Written task:
Reproduce the entries below, swapping "largest circle" for "biggest circle" everywhere it appears and keeping everything else the same. Omit the pictures.

### Input rows

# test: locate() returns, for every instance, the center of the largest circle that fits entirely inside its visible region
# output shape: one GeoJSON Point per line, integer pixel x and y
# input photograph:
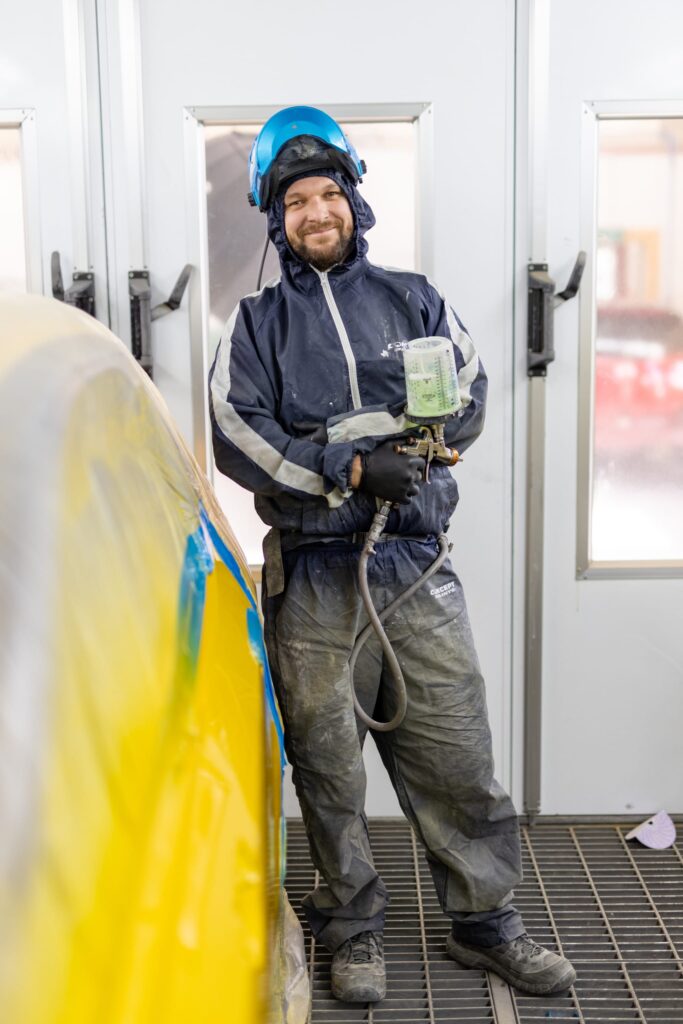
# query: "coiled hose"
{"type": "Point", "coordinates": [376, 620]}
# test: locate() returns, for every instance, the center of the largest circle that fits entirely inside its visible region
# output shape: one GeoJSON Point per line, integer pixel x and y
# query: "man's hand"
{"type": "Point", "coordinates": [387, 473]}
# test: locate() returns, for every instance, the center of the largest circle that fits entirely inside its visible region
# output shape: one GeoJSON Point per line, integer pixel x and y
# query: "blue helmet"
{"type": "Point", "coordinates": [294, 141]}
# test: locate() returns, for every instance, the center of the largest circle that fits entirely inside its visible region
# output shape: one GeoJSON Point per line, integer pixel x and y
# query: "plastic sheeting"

######

Solution to this task:
# test: locate() returns, for every instance, the center of the biggest circle that fits entirely inside its visible region
# output shape: one GeoJSON Point per line, integer pixel x and y
# input photograph:
# query: "coiled hose"
{"type": "Point", "coordinates": [376, 620]}
# test: locate() returns, for every instance, the center of the biggest circle that fits entirely inside its visible region
# output shape: one GeoJSON Point per line, integer pixel x and y
# query: "man's hand"
{"type": "Point", "coordinates": [387, 473]}
# test: locate() returns, for every instance, the center of the biggest circle that fits entirely inside its visible region
# output shape: one GeoJSON Point per line, integer pixel x and y
# query: "blue helmet"
{"type": "Point", "coordinates": [294, 141]}
# test: locate() returns, for every instance, the center of the biggest circle that fits entirely inside its visible region
# output shape: one GeoJSON Point per line, integer pixel x and y
# query: "plastic sheeting"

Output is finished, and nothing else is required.